> _WHAT YOU NEED TO DO_: Repeat all the data that appears below, keeping it exact.

> _THE RECORDS_:
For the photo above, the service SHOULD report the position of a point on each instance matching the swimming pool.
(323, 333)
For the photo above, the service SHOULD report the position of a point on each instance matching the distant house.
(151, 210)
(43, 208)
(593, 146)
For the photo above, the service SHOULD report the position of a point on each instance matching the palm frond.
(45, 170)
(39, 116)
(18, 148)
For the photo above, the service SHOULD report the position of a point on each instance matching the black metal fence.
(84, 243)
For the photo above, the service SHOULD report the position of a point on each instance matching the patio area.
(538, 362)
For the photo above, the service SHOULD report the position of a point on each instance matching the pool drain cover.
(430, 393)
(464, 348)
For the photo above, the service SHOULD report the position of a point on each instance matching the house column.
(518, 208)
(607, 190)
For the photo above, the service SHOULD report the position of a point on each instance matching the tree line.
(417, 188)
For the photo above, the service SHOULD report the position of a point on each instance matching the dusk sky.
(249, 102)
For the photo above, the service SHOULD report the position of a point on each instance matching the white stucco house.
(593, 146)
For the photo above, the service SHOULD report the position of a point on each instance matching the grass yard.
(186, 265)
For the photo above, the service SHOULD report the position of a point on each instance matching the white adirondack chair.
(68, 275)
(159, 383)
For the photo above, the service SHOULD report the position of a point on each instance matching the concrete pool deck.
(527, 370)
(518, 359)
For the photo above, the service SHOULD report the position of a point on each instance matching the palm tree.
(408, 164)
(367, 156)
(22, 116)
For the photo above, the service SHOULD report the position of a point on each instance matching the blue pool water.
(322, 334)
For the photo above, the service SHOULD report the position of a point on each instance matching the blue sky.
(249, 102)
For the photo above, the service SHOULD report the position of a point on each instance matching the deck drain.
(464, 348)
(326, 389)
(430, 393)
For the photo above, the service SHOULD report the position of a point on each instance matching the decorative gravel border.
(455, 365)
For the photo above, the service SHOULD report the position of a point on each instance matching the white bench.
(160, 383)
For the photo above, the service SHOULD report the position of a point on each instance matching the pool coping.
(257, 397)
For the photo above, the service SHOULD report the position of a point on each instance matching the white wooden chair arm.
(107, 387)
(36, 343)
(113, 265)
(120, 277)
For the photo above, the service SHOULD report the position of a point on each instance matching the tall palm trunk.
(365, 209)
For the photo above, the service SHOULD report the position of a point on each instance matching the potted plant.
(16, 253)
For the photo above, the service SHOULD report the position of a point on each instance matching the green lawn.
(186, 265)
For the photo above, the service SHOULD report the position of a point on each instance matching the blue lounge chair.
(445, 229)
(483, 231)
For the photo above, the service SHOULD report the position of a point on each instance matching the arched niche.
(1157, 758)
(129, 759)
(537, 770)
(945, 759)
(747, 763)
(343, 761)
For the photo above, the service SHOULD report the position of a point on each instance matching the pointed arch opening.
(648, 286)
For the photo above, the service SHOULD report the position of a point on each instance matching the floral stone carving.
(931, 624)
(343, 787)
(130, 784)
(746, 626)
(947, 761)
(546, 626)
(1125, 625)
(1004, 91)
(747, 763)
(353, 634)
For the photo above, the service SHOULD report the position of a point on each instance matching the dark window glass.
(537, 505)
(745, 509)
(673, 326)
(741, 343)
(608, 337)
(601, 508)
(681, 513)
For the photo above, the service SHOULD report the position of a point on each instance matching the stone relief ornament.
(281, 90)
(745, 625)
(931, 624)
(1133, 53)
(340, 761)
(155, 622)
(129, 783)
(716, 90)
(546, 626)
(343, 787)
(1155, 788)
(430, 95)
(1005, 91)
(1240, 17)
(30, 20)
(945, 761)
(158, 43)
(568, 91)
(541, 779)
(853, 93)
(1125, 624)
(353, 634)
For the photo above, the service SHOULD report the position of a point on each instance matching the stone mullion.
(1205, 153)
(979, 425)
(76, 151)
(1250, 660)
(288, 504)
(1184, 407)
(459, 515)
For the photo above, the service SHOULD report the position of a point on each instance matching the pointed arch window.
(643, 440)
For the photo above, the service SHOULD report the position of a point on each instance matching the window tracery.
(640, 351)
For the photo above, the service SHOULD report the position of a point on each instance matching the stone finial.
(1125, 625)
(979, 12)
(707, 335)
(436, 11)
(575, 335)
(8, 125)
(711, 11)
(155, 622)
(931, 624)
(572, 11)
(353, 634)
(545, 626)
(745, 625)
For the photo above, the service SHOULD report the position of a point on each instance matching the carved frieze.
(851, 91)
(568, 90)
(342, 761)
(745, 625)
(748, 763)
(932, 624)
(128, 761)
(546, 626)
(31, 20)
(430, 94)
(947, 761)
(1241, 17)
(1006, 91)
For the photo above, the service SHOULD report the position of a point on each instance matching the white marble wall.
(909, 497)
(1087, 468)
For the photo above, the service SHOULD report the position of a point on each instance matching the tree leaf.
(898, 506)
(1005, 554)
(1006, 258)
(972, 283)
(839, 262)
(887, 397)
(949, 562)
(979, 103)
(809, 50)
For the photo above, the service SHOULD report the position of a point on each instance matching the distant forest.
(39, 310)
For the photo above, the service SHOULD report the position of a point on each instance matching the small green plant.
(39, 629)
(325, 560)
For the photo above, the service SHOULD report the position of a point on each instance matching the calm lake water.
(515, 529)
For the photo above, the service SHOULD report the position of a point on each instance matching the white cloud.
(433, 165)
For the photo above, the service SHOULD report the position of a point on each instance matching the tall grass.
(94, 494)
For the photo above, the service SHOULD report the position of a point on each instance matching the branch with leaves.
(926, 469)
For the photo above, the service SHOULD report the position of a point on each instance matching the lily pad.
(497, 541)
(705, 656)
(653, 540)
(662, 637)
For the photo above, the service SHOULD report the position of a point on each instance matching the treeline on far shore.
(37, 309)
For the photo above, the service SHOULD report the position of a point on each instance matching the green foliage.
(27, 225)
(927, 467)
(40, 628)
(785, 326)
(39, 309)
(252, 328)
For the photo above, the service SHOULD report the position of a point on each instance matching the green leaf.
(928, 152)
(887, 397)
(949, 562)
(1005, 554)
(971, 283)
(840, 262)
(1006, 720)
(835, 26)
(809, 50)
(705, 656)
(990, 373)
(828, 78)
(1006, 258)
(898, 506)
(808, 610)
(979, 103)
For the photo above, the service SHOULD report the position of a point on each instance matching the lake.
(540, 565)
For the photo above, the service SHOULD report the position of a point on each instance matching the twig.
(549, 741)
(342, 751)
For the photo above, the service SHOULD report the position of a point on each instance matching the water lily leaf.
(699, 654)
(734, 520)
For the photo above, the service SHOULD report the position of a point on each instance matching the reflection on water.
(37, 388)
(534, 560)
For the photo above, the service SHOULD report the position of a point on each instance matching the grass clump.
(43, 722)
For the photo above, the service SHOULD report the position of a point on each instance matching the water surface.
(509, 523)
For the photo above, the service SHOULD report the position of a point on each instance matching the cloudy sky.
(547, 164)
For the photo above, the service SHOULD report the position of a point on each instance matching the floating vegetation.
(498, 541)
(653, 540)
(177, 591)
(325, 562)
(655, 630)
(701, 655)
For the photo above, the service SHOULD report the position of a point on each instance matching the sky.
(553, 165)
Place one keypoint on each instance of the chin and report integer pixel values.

> _EXERCISE RESULT_:
For the photo above, the service SHOULD report the position of a point on each instance matching the swimming pool.
(323, 333)
For the photo above, the service SHOULD report the position of a point on each instance matching the distant house.
(151, 210)
(43, 208)
(593, 146)
For the photo above, the service SHOULD report the position of a point on each instance matching the palm frond.
(45, 170)
(39, 116)
(18, 148)
For the photo above, the service SHOULD report the position of a point on each instance matching the black metal fence.
(84, 243)
For the photo above, the service SHOULD report the position of a point on each instance matching the patio area.
(538, 362)
For the photo above, the service SHOULD report the position of a point on each instance matching the pool drain cover.
(430, 393)
(464, 348)
For the photo above, the service SHOULD report the position of a point on each instance matching the house column.
(518, 208)
(607, 190)
For the photo above, the service SHOULD report the position of a point on each instance matching the tree line.
(417, 188)
For the photo above, the service SHOULD report the position of a point on each instance matching the dusk sky.
(249, 102)
For the photo above, the service SHOULD report the position of a point on each instance matching the white stucco house.
(593, 146)
For the photo above, the service SHOULD report the position of a point on each instance matching the grass yard.
(186, 265)
For the photo above, the service SHOULD report the position of a point on each instance matching the white adirondack chair.
(68, 275)
(159, 383)
For the photo above, the service SHOULD report the position of a point on each instance matching the concrete pool deck.
(527, 370)
(518, 359)
For the photo above, the service SHOULD report the position of a point on each instance matching the palm tree.
(408, 164)
(367, 156)
(22, 116)
For the photo above, the service SHOULD report the position of a point on each instance matching the blue pool water.
(322, 334)
For the photo above, the service SHOULD report the position of a point on each instance matching the blue sky.
(249, 102)
For the photo above, the service SHOULD report the position of a point on each instance matching the deck drain.
(464, 348)
(326, 389)
(430, 393)
For the photo above, the service SHOULD report the position of a point on each instance matching the decorative gravel border.
(455, 365)
For the photo above, the service SHOULD report the position of a point on each instance matching the white bench.
(160, 383)
For the photo above, the service SHOULD report the position of a point on each instance matching the pool coping.
(257, 397)
For the photo above, the service SHOULD report the position of a point on each instance matching the white wooden chair arm.
(107, 387)
(36, 343)
(113, 265)
(120, 277)
For the photo above, the service SHOULD report the position of a point on each instance matching the tall palm trunk.
(365, 209)
For the photo above, the service SHOULD report the position of a point on each instance matching the potted plant.
(16, 253)
For the photo above, the service SHOULD report the position of a point on each instance matching the green lawn.
(186, 265)
For the photo above, the service SHOULD report the position of a point on each instance matching the blue lounge chair.
(445, 229)
(483, 231)
For the photo above, the service SHOULD report the position of a point on each instance matching the arched niche.
(1157, 758)
(129, 759)
(537, 770)
(945, 759)
(747, 763)
(343, 761)
For the photo above, the service SHOULD report the position of a point on each instance matching the pointed arch opening.
(648, 286)
For the photo above, the service SHOULD report the position of a point on each instance matching the floral stone carving.
(931, 624)
(343, 787)
(130, 784)
(746, 626)
(947, 761)
(546, 626)
(1125, 625)
(1004, 91)
(747, 763)
(353, 634)
For the photo above, the service SHOULD report the position of a point on each instance matching the dark window glass.
(537, 505)
(745, 509)
(673, 326)
(741, 343)
(608, 337)
(601, 508)
(681, 513)
For the photo above, the service SHOULD report the position of a point on each instance matching the stone relief ornament.
(281, 90)
(745, 625)
(931, 624)
(1133, 53)
(340, 761)
(155, 622)
(129, 783)
(716, 90)
(546, 626)
(343, 787)
(1155, 788)
(430, 95)
(1005, 91)
(1240, 17)
(30, 20)
(945, 761)
(158, 43)
(568, 91)
(541, 779)
(853, 93)
(1125, 624)
(353, 634)
For the photo above, the service SHOULD report the position of a point on each instance matching the stone mullion.
(1205, 153)
(979, 425)
(76, 151)
(1250, 660)
(288, 504)
(1184, 407)
(459, 515)
For the photo above, the service SHOULD report the position of a point on each instance matching the pointed arch window.
(643, 440)
For the photo above, the service SHOULD report the position of a point on each instance matching the window tracery.
(640, 351)
For the photo above, the service SHOULD report the position of a point on each instance matching the stone finial.
(1125, 625)
(979, 12)
(707, 335)
(436, 11)
(575, 335)
(8, 125)
(711, 11)
(155, 622)
(931, 624)
(572, 11)
(353, 634)
(545, 626)
(745, 625)
For the photo above, the service SHOULD report the position of a point on each instance matching the carved frieze.
(851, 91)
(568, 90)
(342, 761)
(745, 625)
(748, 763)
(932, 624)
(128, 761)
(546, 626)
(31, 20)
(430, 94)
(947, 761)
(1241, 17)
(1006, 91)
For the photo above, the service SHOULD report the position of a point on each instance matching the white marble wall.
(909, 497)
(1087, 468)
For the photo above, the service SHOULD report the position of a point on each instance matching the tree leaf.
(898, 506)
(1005, 554)
(1006, 258)
(972, 283)
(839, 262)
(887, 397)
(949, 562)
(979, 103)
(809, 50)
For the photo above, the service SHOULD report the position of a point on each instance matching the distant forest.
(39, 310)
For the photo above, the service SHOULD report the position of a point on each instance matching the small green plant.
(39, 629)
(325, 560)
For the photo above, the service SHOULD report the position of a point on each instance matching the calm lake water.
(515, 529)
For the photo above, the service SHOULD report the position of a point on each instance matching the white cloud.
(433, 165)
For the photo above, the service SHOULD report the position of a point on each instance matching the tall grass.
(94, 494)
For the photo above, the service SHOULD report the position of a point on each instance matching the branch with leaves.
(926, 469)
For the photo above, the service SHOULD report the position of a point on each instance matching the lily pad.
(497, 541)
(705, 656)
(653, 540)
(662, 637)
For the photo above, the service SHOULD report the position of a point on each instance matching the treeline on far shore.
(37, 309)
For the photo above, the service SHOULD report the position of a point on each instance matching the green foliage.
(27, 225)
(927, 467)
(40, 628)
(785, 326)
(39, 309)
(252, 328)
For the photo above, the service SHOULD report the position of a point on each instance matching the green leaf.
(928, 152)
(887, 397)
(949, 562)
(1005, 554)
(971, 283)
(840, 262)
(1006, 720)
(835, 26)
(809, 50)
(705, 656)
(990, 373)
(828, 78)
(1006, 258)
(898, 506)
(808, 610)
(979, 103)
For the photo above, the service SHOULD report the position of a point on each instance matching the lake.
(540, 565)
For the photo above, the service SHOULD report the position of a point on each instance matching the twig.
(549, 741)
(342, 751)
For the photo above, the service SHOULD report the position of a point on each instance matching the water lily leaf.
(699, 654)
(734, 520)
For the photo above, the service SHOULD report the position of a point on each instance matching the reflection on water.
(37, 388)
(534, 560)
For the photo above, the service SHOULD report the position of a point on each instance matching the grass clump.
(43, 722)
For the photo above, the service SHOULD report the position of a point on each instance matching the water surface.
(509, 523)
For the photo above, the service SHOULD report the position of a point on each instance matching the cloudy sky.
(547, 164)
For the photo above, the service SHOULD report the position of a point on each instance matching the floating vegetation.
(498, 541)
(653, 540)
(177, 591)
(325, 562)
(655, 630)
(701, 655)
For the photo above, the service SHOULD report the position of a point on each instance matching the sky.
(553, 165)
Place one keypoint on each instance of the chin and report integer pixel values.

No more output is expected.